Work to do »
Quote each record exactly, please, leaving none out.

Records for processing »
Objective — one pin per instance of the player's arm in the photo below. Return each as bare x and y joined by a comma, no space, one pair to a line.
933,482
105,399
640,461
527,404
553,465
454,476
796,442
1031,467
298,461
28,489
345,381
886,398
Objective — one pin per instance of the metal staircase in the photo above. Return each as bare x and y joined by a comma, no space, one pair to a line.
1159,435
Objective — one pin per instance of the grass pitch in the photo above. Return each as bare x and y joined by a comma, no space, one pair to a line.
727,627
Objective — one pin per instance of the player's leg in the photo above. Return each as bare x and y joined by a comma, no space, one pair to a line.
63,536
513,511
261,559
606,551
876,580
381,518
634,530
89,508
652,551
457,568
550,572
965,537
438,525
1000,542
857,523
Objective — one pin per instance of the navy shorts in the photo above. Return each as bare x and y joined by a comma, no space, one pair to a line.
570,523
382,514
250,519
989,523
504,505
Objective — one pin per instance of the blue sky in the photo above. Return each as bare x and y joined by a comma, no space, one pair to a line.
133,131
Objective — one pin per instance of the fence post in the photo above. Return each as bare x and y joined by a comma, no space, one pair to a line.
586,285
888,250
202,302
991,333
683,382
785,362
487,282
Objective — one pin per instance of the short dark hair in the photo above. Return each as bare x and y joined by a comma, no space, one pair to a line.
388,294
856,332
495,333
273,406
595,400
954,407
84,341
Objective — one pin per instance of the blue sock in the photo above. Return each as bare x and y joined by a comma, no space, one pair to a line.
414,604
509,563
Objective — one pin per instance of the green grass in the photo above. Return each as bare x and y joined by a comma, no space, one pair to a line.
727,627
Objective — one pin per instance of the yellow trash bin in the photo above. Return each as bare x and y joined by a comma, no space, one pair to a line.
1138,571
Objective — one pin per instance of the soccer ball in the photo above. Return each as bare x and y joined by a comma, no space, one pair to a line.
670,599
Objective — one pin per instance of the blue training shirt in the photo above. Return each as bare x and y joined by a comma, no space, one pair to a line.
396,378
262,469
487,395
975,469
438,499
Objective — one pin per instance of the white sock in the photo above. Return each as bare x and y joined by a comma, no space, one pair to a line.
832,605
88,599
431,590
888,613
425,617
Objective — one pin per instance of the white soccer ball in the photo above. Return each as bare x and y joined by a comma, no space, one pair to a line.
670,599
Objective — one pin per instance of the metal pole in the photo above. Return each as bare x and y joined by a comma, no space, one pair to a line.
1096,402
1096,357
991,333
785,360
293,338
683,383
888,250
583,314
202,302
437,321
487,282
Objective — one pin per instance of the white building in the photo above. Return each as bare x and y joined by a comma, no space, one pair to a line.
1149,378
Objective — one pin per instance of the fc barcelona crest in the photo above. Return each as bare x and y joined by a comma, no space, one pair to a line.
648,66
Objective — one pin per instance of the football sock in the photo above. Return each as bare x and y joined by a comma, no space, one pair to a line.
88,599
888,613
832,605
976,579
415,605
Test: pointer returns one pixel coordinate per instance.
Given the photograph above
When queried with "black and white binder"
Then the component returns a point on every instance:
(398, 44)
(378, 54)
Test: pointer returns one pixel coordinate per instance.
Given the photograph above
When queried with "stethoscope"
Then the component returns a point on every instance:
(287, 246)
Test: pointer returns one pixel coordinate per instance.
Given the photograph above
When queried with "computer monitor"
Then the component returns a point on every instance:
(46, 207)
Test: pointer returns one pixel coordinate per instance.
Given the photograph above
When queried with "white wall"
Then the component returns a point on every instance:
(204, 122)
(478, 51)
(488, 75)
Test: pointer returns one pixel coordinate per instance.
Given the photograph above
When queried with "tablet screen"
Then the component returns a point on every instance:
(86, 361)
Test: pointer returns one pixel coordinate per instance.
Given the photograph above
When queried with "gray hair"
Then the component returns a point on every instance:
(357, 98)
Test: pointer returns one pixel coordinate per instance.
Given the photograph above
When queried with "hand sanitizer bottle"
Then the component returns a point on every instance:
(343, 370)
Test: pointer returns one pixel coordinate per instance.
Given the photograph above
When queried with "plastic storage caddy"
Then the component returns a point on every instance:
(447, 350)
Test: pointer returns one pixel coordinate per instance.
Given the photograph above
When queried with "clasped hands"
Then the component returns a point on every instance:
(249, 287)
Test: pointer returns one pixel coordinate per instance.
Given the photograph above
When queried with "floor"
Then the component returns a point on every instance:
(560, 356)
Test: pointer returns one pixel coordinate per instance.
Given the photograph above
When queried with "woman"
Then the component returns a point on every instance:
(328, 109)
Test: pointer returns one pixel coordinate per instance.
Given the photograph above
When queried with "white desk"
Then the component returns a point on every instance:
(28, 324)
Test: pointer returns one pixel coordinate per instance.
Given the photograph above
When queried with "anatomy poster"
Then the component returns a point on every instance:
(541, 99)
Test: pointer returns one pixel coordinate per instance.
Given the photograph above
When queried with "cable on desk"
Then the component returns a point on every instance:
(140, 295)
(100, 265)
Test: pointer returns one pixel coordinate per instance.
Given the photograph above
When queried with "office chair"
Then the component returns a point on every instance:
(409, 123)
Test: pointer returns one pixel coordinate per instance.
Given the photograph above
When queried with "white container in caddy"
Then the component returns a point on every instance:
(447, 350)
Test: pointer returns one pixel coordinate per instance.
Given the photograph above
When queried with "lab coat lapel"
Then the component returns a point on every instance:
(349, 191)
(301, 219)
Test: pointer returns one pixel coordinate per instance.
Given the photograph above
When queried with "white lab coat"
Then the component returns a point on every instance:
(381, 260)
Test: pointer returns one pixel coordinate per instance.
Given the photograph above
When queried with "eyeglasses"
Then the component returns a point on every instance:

Result below »
Objective — one pin per instance of the player's arm in the photo below. Return each as bare x and y joined by a comma, no space, one pair to a line.
933,482
105,399
640,461
527,404
553,465
454,476
796,442
1031,467
298,461
28,489
345,381
886,398
Objective — one pin per instance of the metal staircase in the photo above. Return each as bare x and y joined by a comma, no space, one pair to a line.
1159,435
Objective — one pin per instance of the grass pitch in the photo above. Return each as bare x and y joined by a comma, no space, one pair to a line.
727,627
Objective — one pin per instance of the player's leg in the photo above. Return each as bare x and y joined by a comma, no space, one pair to a line.
63,536
513,511
261,559
606,551
876,580
381,518
634,530
89,508
652,551
457,568
550,572
965,537
438,525
1000,542
857,523
Objective — one pin per instance of the navy shorts in the photo above. Return each as bare x and y joined by a comma, no space, one pair to a line.
570,523
382,514
250,519
989,523
504,505
Objective — one pin per instance of the blue sky in the photo above. Return each as bare x and y joined by a comma, no space, one pair to a line.
133,131
Objective — one pin per instance of the fence post in the photo above. Return each as bare x and y joined by a comma, no space, one pair to a line.
586,285
888,250
202,302
991,333
683,382
785,362
487,282
Objective — one pin per instance of the short dark hair in the photo above. Return each as bare x and y joined by a comma, no space, one pair to a line.
388,294
856,332
495,333
273,406
595,400
954,407
84,341
Objective — one pin per instance of the blue sock in the photo above. Return each as bare x and y joined by a comma, no space, one pair to a line.
414,604
509,563
Objective — one pin per instance of the green grass in the photo above. Return each as bare x and y joined by a comma, no space, one pair to a line.
727,627
Objective — one pin per instance of the yellow trash bin in the photo above. Return each as bare x and y joined by a comma, no space, one pair to a line.
1138,571
Objective — one pin per instance of the soccer ball in the photo above. Return each as bare x and y joined by a comma, no space, one pair to a line.
670,599
Objective — one pin per instance of the blue training shirt in the photo above. Return each as bare x and y joined by a comma, no space, one pair to a line.
396,378
262,469
487,395
975,469
438,499
Objective — one pin per instance of the white sock in the photo above. Return each as bare x and y joined by a comma, no space, one pair to a line.
832,605
88,599
431,590
888,613
425,617
Objective — one pin per instance of the white soccer ball in the photo above. Return each as bare x and y joined by a comma, no space, one pair to a line.
670,599
Objective — one pin per instance of the metal pole in the photo above. Return each as bare x and y joined by a comma, no space, one pair to a line.
1096,402
1096,357
991,333
785,360
293,338
683,383
888,250
583,314
202,302
437,321
487,282
Objective — one pin per instance of the white building in the photo above. Return each as bare x and y joined by a comma, no space, one pair to a line.
1149,378
Objective — one pin per instance of the fc barcelona crest in the photo above. Return each as bare x and y joined by a comma, no space, one pair to a line.
648,66
Objective — one pin per instance of the football sock in the photo above. Return each as bare x and y joined by a comma, no space, one pair to a line.
88,599
888,613
832,605
976,579
415,605
Test: pointer returns one pixel coordinate per instance.
Given the photograph above
When queried with "black and white binder"
Then the component returns a point on every instance:
(398, 44)
(378, 54)
Test: pointer returns one pixel coordinate per instance.
Given the photograph above
When queried with "stethoscope"
Then the component returns a point on every instance:
(287, 246)
Test: pointer returns one pixel coordinate per instance.
Given the photograph above
When queried with "computer monitor"
Then the component returns a point on every instance:
(46, 207)
Test: pointer returns one pixel coordinate per instance.
Given the photograph above
When queried with "white wall"
Then the component returns a point on every instance:
(204, 122)
(478, 51)
(488, 75)
Test: pointer returns one pixel coordinate per instance.
Given the photograph above
When queried with "tablet screen"
Then the component returns a point on every instance:
(86, 361)
Test: pointer returns one pixel coordinate per instance.
Given the photograph above
When queried with "gray hair"
Then the component returns a point on every instance:
(357, 98)
Test: pointer returns one pixel coordinate per instance.
Given the photograph above
When queried with "hand sanitizer bottle"
Then the component returns a point on every instance:
(343, 370)
Test: pointer returns one pixel coordinate per instance.
Given the photograph above
When queried with "plastic storage caddy"
Then the component returns a point on every instance:
(447, 350)
Test: pointer returns one pixel coordinate per instance.
Given the photograph above
When queried with "clasped hands"
Then the component returns a point on every instance:
(249, 287)
Test: pointer returns one pixel coordinate per instance.
Given the photograph above
When queried with "floor"
Then the component returns a point on every instance:
(560, 356)
Test: pointer returns one pixel coordinate per instance.
Given the photograph above
When queried with "woman"
Then the component returns a point on every instance:
(328, 109)
Test: pointer returns one pixel coordinate per instance.
Given the photograph above
When queried with "white desk"
Then the component returns a point on every instance:
(28, 324)
Test: pointer returns one pixel coordinate per instance.
Given the photograph above
When queried with "anatomy poster"
Then the component returns a point on every instance:
(541, 99)
Test: pointer returns one pixel coordinate per instance.
Given the photograph above
When queried with "cable on desk"
Then the component returns a point on every instance:
(140, 295)
(100, 265)
Test: pointer returns one pixel coordinate per instance.
Given the photograph above
When queried with "office chair"
Then the component returns a point on every instance:
(409, 123)
Test: pointer returns one pixel coordinate per instance.
Given the photograph above
When queried with "white container in caddy"
Then the component returns a point on every instance:
(447, 350)
Test: pointer returns one pixel coordinate per instance.
Given the photograph above
When queried with "lab coat lapel"
Then the component returns a point on every instance:
(349, 191)
(301, 219)
Test: pointer returns one pixel coordinate per instance.
Given the photograph above
When queried with "white lab coat"
Then the component returns a point on every instance:
(381, 260)
Test: pointer returns one pixel coordinate per instance.
Given the photograph above
When queried with "eyeglasses"
Then the component returns a point on every instance:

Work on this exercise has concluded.